| REQUIREMENT |
Pull out every line of the entries that contains the word "reflection".

— START —

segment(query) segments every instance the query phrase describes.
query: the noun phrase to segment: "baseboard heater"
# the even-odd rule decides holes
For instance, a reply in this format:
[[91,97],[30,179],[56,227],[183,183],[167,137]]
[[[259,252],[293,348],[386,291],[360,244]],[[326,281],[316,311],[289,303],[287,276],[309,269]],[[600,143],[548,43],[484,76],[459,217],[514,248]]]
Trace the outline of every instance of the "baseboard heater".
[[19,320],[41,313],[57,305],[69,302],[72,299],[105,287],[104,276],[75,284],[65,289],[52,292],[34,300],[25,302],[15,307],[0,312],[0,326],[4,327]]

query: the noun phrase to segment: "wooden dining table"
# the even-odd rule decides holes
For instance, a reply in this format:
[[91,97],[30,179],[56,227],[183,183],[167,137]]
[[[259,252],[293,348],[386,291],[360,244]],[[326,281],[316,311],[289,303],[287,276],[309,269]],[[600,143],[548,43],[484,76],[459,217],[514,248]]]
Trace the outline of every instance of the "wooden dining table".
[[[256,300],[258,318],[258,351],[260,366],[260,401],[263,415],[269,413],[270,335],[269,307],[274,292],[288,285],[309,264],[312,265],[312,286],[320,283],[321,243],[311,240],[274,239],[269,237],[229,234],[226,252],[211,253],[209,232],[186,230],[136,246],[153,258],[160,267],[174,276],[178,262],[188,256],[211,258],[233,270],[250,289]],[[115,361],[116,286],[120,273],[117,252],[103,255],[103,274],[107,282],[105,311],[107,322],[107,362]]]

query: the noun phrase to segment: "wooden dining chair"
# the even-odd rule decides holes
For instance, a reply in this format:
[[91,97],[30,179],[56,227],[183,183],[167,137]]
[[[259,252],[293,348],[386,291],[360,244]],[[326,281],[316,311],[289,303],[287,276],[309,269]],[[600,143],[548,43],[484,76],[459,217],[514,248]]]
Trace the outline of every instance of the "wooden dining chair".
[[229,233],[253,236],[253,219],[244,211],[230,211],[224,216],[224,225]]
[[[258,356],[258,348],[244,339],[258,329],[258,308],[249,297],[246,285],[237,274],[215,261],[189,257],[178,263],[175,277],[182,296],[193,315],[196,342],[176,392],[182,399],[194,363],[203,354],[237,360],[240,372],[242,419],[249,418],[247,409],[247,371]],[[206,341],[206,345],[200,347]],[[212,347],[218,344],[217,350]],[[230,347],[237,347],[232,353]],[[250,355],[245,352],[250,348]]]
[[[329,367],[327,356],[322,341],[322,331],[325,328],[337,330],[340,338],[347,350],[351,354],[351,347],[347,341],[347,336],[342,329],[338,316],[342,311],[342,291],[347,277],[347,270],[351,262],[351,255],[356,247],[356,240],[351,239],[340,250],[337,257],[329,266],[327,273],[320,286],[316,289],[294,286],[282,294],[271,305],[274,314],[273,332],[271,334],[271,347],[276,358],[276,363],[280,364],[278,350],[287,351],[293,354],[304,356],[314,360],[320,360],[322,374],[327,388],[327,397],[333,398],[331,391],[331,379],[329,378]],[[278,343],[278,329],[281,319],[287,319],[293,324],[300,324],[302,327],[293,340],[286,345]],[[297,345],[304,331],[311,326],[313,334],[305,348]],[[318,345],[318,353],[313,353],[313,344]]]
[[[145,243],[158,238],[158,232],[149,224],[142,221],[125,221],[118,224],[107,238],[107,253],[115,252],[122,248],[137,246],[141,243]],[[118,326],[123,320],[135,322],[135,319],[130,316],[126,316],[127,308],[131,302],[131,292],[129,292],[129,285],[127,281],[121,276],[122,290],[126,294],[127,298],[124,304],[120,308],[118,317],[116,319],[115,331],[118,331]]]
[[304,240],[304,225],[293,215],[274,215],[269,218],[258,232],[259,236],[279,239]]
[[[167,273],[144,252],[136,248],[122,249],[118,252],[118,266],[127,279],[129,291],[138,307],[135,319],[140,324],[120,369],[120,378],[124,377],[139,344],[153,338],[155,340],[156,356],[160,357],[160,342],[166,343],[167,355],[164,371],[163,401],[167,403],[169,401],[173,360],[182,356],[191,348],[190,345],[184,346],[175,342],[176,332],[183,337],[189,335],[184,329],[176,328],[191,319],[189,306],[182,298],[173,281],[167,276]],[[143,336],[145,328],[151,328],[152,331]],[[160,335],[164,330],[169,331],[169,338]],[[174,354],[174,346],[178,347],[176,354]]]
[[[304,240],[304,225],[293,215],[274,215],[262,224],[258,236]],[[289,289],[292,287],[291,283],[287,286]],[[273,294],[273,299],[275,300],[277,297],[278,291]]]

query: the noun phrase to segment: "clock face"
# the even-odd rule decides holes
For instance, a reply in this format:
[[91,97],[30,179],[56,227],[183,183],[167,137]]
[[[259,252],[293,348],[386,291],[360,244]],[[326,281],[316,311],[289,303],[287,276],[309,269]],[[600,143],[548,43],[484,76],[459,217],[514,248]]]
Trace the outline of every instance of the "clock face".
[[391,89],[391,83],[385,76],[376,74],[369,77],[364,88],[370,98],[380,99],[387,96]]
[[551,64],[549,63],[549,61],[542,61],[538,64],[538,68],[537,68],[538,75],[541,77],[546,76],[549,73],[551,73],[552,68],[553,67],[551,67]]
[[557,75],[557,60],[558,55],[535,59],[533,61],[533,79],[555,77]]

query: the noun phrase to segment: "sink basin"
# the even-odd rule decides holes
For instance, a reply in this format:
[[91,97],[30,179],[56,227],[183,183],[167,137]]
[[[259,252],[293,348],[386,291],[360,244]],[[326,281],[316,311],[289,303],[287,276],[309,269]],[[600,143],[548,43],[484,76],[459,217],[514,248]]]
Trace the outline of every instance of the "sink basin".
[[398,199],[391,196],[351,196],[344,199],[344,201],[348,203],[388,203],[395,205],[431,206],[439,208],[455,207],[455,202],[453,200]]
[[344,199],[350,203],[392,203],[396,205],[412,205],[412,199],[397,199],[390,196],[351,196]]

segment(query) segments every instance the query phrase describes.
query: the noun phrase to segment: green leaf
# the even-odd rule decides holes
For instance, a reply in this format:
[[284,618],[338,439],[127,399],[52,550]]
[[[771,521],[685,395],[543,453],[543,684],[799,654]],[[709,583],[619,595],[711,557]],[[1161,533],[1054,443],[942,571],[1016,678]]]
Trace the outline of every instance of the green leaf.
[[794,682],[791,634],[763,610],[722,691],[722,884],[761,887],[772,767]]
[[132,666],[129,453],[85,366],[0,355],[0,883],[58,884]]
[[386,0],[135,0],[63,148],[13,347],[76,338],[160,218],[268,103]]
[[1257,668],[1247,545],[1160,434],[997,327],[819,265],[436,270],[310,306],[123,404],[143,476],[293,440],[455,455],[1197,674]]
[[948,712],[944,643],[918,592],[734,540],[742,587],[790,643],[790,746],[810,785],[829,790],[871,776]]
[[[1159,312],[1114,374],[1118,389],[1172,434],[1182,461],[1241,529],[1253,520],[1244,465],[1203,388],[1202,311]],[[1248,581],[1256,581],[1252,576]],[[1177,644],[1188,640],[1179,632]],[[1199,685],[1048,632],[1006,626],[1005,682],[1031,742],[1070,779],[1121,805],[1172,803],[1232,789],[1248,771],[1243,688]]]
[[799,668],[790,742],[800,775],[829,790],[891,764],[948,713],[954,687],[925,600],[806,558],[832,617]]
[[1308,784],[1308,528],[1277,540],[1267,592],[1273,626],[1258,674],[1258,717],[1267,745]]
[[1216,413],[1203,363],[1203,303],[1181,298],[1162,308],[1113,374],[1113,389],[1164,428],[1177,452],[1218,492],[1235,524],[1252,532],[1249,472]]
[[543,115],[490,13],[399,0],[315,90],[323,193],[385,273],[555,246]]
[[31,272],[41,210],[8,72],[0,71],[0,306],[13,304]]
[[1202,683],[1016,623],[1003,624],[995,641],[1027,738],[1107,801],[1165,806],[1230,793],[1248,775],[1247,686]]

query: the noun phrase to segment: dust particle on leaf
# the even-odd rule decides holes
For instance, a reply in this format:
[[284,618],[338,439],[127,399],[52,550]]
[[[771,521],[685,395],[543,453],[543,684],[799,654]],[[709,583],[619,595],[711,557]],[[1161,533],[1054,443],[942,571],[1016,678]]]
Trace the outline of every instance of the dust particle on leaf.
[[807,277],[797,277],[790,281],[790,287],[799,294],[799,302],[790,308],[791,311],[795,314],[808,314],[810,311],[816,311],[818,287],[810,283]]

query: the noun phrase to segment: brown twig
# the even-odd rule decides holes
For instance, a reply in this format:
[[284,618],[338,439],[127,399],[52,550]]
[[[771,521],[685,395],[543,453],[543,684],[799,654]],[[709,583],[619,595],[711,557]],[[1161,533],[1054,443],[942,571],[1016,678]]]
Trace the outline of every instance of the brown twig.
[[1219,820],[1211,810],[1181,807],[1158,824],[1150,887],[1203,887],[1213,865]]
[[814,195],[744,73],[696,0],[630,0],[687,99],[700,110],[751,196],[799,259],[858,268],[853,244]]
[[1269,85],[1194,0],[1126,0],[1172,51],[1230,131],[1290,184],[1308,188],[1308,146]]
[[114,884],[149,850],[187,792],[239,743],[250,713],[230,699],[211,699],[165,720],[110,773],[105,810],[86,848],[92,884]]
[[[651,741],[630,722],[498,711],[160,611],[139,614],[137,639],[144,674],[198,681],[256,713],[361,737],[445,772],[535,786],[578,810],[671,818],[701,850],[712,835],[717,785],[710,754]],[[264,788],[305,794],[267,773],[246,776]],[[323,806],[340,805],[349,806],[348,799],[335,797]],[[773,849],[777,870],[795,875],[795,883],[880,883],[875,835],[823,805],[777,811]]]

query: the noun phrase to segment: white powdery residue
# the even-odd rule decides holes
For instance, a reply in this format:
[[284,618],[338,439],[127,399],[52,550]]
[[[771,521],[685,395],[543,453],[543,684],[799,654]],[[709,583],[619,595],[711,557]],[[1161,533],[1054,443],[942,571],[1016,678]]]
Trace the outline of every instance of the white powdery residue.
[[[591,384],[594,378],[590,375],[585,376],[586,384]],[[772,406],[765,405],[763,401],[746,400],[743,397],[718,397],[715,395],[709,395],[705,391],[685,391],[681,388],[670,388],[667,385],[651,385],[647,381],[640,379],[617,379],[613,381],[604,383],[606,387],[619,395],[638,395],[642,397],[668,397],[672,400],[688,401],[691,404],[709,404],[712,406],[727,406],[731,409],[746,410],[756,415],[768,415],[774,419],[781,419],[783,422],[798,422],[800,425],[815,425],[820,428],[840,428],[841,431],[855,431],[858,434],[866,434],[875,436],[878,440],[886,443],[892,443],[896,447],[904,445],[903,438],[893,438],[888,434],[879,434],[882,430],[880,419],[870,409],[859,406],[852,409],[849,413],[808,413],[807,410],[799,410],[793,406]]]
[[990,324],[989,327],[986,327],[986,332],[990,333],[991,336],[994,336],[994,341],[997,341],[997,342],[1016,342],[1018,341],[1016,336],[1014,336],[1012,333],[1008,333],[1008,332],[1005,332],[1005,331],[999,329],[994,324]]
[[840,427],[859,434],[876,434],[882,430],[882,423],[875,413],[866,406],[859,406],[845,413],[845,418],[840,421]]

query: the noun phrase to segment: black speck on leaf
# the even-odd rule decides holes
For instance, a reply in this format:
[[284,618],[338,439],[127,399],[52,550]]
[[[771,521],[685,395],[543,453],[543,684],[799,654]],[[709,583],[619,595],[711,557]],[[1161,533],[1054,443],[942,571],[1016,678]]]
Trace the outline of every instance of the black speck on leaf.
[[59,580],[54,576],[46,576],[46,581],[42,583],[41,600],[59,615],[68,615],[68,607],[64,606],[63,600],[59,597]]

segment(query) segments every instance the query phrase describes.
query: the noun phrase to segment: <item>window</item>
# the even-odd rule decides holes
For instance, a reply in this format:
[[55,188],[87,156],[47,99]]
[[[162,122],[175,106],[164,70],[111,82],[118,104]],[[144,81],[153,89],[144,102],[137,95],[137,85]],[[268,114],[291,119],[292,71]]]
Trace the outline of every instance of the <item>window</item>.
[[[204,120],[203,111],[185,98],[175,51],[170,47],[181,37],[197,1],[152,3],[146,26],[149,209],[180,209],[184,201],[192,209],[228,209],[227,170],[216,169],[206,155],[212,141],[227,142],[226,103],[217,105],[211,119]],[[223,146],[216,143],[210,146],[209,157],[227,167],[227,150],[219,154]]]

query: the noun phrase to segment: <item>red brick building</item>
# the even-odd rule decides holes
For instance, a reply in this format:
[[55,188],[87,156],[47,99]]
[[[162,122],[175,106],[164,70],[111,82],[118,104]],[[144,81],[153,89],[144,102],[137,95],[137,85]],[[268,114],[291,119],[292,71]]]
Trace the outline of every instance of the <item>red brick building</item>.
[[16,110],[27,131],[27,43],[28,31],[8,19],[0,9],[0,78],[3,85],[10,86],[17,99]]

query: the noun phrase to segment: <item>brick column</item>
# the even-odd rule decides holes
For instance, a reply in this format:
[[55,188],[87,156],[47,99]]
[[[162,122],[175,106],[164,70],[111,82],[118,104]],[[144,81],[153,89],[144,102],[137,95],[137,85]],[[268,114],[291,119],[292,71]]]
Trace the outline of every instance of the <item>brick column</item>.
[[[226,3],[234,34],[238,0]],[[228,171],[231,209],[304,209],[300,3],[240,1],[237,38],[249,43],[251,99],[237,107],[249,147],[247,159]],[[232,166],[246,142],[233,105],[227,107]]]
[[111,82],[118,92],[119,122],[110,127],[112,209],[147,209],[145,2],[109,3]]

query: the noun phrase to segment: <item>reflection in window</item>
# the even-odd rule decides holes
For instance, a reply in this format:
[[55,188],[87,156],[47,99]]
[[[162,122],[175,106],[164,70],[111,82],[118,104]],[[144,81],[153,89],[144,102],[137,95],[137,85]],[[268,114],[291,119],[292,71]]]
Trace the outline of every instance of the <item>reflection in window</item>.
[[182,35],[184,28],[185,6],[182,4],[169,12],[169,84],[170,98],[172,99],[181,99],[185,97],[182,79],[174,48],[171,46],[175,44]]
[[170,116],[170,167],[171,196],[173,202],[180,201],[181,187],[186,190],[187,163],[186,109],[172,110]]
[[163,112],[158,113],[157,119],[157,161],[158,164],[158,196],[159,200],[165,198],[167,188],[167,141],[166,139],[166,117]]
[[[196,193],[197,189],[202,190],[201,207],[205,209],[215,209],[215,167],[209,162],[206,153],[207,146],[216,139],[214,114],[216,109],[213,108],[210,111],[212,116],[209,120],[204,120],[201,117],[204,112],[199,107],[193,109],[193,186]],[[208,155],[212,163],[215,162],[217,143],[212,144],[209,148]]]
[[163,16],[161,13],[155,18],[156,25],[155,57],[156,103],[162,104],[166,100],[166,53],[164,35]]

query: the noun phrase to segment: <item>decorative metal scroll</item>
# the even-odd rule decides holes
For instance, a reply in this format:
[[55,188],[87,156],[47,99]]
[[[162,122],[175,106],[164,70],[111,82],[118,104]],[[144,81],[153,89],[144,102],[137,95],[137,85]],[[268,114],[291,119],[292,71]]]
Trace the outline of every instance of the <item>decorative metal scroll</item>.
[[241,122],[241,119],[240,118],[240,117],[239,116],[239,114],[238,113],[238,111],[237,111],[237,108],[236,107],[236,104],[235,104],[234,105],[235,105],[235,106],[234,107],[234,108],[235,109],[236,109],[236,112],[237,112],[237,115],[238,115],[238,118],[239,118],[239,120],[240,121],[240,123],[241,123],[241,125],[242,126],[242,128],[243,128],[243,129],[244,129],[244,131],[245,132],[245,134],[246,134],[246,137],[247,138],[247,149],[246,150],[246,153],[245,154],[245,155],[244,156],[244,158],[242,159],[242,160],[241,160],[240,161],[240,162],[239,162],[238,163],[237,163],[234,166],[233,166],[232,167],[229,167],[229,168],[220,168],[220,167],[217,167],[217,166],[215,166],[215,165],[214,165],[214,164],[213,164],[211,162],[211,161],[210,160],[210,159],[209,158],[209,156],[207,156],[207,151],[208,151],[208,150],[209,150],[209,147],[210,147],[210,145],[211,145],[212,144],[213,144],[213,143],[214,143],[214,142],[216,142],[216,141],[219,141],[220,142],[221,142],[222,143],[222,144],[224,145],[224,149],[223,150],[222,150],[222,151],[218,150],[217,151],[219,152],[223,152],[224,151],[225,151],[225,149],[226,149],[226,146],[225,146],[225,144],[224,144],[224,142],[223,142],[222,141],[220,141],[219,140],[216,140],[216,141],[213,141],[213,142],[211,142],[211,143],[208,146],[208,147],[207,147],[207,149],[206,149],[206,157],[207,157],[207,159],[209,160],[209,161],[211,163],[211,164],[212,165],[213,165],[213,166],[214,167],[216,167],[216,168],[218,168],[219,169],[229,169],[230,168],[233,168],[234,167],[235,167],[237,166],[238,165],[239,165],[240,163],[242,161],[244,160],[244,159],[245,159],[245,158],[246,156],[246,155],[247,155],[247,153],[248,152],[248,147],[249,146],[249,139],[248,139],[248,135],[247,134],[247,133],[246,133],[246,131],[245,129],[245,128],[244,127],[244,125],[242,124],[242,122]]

— END —

| SOLUTION FOR THIS TASK |
query: the noun phrase to segment: <item>reflection in window</item>
Trace the outline of every instance of the <item>reflection in window</item>.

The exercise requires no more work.